» Task description
Pull out every line from the line containing "If you could pick out the mint" through the end of the material, both ends included, and reproduce it exactly. Keep pictures out.

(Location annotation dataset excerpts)
↓↓↓
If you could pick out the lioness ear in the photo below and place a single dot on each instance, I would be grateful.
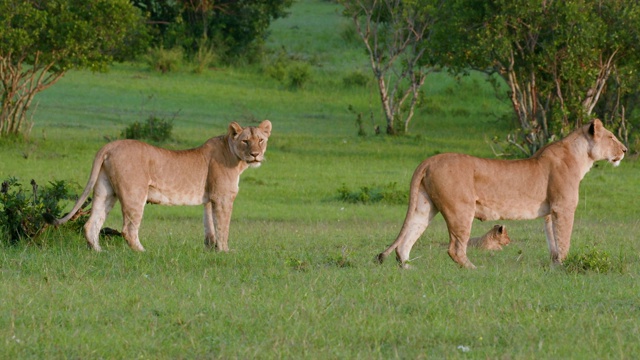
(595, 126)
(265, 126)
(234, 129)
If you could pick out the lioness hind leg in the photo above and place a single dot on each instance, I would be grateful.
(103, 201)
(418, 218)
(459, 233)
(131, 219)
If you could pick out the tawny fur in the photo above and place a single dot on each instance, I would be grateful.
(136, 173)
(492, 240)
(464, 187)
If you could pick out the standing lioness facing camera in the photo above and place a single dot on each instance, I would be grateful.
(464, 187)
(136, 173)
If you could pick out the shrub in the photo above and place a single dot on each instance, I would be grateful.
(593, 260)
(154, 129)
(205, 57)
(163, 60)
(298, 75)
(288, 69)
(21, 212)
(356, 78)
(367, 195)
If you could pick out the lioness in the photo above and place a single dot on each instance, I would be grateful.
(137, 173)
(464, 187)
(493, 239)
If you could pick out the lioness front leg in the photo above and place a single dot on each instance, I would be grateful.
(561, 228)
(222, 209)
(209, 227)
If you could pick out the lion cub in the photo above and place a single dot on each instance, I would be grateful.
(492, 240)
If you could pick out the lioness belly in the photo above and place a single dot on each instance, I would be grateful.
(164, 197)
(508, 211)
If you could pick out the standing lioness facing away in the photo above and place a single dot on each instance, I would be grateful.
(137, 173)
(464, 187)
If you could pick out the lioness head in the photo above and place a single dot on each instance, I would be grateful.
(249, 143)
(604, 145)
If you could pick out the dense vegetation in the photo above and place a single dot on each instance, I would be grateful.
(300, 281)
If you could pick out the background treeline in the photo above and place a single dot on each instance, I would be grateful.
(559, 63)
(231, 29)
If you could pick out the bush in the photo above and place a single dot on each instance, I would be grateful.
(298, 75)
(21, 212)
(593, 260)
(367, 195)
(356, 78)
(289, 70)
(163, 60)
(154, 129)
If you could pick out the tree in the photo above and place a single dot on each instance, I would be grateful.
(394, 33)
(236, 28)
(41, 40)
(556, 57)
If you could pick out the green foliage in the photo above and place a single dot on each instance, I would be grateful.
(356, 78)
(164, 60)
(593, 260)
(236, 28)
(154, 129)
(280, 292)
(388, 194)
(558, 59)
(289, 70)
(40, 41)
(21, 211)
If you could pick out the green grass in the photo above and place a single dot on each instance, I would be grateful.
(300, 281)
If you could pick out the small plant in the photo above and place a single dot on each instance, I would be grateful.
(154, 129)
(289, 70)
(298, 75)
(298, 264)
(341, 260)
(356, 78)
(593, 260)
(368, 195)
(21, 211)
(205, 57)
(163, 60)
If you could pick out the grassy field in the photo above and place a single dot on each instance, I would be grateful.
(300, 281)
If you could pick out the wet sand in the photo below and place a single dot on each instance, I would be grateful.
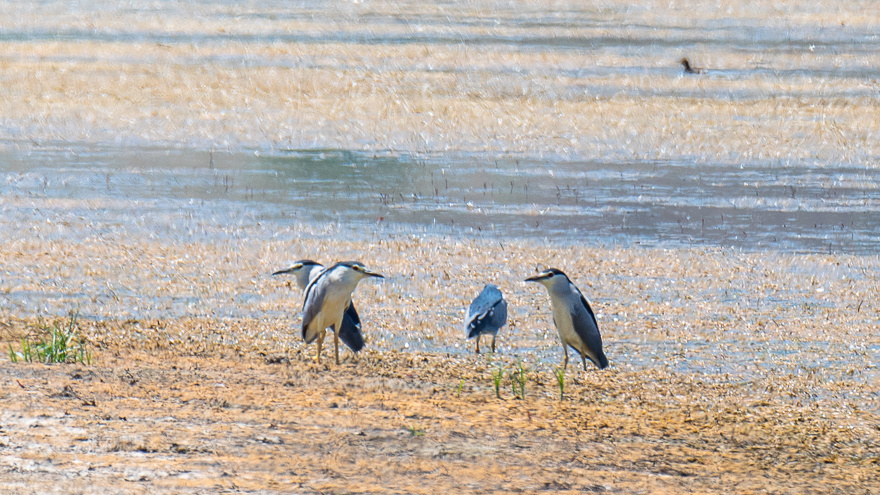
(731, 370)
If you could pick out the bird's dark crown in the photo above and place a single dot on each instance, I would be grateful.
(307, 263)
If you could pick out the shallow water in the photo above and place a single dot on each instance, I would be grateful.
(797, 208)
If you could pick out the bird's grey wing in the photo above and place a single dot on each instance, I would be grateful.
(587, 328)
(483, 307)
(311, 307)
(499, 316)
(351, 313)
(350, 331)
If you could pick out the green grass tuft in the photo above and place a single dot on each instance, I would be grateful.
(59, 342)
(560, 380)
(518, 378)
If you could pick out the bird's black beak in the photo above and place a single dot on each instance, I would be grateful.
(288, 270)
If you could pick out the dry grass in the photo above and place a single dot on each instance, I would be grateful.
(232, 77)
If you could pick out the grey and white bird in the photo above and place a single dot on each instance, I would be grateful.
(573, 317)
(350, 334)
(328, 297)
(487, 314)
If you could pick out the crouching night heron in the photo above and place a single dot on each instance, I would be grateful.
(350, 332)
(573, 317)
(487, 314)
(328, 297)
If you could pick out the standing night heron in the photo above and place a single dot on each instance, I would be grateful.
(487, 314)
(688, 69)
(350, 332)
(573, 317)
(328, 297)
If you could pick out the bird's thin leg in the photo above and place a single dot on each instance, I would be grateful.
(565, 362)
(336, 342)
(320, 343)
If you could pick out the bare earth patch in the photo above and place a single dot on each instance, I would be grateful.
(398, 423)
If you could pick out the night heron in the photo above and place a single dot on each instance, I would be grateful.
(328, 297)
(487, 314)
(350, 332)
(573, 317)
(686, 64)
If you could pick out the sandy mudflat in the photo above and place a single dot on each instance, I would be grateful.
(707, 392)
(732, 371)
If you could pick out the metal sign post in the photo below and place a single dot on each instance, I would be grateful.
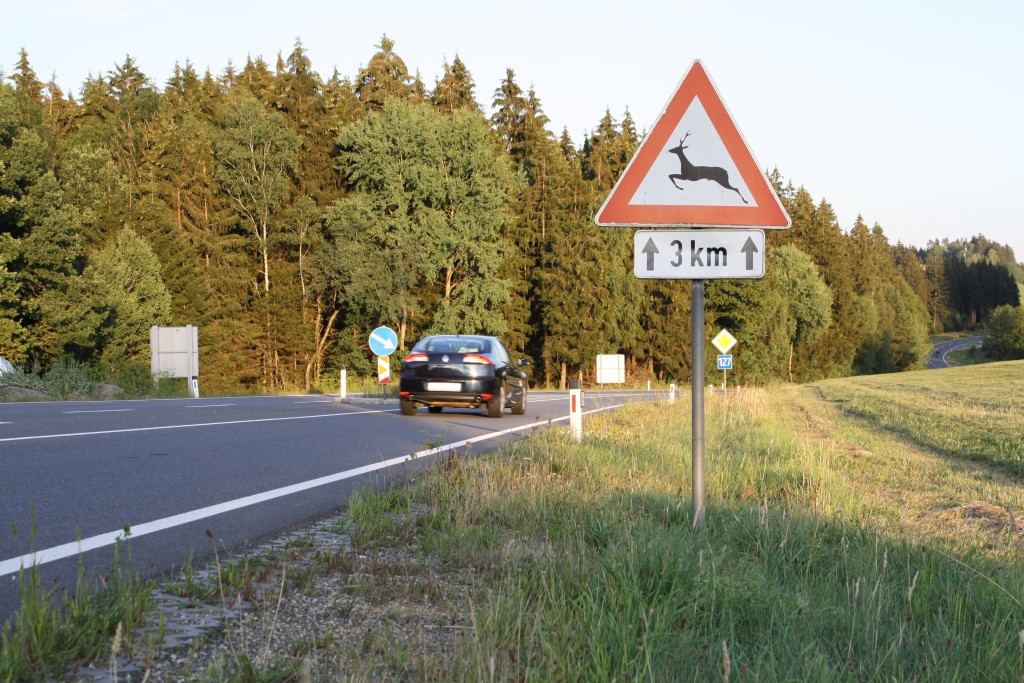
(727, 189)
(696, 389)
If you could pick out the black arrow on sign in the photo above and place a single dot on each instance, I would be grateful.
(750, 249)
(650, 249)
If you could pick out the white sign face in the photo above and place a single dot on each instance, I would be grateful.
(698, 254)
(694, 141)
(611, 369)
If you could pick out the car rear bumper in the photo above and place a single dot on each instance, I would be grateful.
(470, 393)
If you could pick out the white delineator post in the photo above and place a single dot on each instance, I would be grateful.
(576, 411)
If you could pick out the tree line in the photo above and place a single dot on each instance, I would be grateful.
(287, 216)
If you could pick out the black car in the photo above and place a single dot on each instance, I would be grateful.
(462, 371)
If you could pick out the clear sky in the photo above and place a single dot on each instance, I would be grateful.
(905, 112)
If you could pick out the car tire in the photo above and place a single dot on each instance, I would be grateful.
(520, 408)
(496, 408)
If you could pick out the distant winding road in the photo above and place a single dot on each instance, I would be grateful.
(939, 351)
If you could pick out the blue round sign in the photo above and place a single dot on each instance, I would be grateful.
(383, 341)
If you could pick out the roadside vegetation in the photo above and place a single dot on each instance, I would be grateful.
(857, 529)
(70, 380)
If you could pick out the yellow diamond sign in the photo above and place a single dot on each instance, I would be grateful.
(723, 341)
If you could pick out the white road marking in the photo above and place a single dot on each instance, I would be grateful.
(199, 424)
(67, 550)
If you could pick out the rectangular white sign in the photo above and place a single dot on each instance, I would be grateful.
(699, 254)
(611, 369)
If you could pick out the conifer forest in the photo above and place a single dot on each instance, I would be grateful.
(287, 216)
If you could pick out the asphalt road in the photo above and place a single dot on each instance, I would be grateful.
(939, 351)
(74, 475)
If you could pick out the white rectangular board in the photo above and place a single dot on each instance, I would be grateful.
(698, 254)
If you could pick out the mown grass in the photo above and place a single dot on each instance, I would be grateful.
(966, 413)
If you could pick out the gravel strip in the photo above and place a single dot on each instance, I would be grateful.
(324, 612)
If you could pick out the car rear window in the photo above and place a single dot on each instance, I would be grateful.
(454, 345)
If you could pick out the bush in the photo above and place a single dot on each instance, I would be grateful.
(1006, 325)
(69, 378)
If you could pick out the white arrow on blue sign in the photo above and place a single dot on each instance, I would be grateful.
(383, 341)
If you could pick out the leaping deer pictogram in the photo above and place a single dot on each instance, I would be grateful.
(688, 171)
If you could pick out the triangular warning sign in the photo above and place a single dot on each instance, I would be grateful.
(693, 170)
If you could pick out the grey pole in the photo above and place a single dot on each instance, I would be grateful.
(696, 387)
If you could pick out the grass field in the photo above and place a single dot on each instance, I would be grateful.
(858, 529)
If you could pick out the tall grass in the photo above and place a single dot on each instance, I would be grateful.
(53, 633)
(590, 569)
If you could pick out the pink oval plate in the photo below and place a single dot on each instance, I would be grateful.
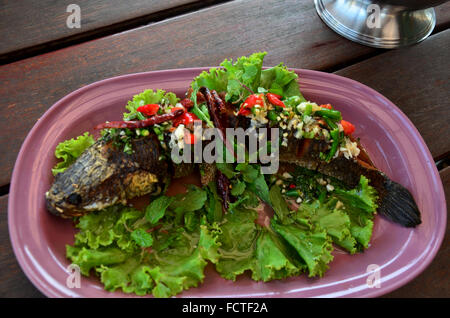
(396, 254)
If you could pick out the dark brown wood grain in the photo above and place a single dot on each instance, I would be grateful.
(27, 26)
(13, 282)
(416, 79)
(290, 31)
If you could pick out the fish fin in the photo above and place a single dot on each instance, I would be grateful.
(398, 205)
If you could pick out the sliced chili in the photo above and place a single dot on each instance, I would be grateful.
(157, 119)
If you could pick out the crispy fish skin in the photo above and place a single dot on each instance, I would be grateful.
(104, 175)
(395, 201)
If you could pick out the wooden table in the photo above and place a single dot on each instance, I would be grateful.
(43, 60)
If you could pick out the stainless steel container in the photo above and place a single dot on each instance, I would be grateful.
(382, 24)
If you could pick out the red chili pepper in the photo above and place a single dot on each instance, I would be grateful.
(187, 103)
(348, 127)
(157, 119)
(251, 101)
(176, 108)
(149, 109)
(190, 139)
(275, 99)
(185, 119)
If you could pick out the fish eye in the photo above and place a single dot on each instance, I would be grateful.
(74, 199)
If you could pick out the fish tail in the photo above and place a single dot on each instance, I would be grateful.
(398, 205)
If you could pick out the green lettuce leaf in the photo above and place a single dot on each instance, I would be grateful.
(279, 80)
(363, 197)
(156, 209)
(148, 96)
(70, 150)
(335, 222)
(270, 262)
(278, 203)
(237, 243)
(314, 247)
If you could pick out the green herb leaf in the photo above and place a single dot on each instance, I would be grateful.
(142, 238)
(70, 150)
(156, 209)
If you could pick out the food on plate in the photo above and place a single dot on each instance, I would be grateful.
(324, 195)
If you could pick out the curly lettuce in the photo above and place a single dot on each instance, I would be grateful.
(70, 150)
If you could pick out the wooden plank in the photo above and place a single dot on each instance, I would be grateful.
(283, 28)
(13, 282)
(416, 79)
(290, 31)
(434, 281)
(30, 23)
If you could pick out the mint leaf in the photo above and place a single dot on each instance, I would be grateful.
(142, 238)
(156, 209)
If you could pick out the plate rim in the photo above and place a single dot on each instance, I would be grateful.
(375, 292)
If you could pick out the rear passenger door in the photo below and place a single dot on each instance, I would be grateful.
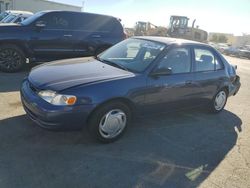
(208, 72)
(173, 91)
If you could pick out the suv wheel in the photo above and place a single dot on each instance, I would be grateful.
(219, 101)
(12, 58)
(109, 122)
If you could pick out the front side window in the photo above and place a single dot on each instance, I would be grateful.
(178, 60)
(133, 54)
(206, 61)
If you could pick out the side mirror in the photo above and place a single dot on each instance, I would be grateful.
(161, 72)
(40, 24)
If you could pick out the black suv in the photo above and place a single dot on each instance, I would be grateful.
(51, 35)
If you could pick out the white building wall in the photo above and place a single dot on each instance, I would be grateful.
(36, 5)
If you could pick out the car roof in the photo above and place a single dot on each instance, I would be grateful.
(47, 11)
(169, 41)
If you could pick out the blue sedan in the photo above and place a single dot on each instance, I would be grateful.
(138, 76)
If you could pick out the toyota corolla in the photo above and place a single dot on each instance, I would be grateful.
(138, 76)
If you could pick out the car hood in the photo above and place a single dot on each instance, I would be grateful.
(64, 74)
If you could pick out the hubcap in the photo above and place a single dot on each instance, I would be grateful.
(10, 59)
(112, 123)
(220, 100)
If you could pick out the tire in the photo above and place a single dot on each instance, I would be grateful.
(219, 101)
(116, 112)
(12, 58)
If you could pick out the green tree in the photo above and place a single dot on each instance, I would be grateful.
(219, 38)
↑↑↑
» Complete answer
If you could pick out the mint leaf in the photo above and place a single dot on each instance, I would be grateful.
(142, 238)
(156, 209)
If you could pick out the plate rim in the photo above and place a single dot on each instance, I would be grateful.
(375, 292)
If you could pick out the rear passenger door in the photo below and place a single dot on each instance, I would be grateful.
(208, 72)
(173, 91)
If you could pick out the suv wheel in the photo above and place a single dot on each instance, I would be grateful.
(219, 101)
(12, 58)
(109, 122)
If you could pick out the front side window in the photo above and place a single dot on each instance, I would be grateful.
(178, 60)
(133, 54)
(206, 61)
If you could pick out the side mirror in the photo above and place a single dot on each instance, I would be grateful.
(161, 72)
(40, 24)
If you could pick out the black suv in the photo above and place a single dot on each instance, I would be grateful.
(51, 35)
If you could pick out the white building wall in the photo above and place a single dot on each instance, I would be grateful.
(36, 5)
If you could pick out the car roof in the photo above and place a single dot on each instance, I would be grateful.
(47, 11)
(169, 41)
If you could pick out the blue sedan in the photo above and place a single dot on each instance, I would be grateful.
(138, 76)
If you could pick out the toyota corolla in the photo above and place a single dot on each instance, I would be grateful.
(138, 76)
If you could pick out the car hood in the photo above and place a single dot on each instance, I would be grateful.
(64, 74)
If you could pick out the hubcap in the photo above and place a single dot on each instance, I would be grateful.
(10, 59)
(112, 123)
(220, 100)
If you could pick out the tire in the photo above and place a single dot on each instance, I would be grateful.
(219, 101)
(116, 112)
(12, 58)
If you could pick out the green tree in the photo above and place a single dot on each instance, I would be grateful.
(219, 38)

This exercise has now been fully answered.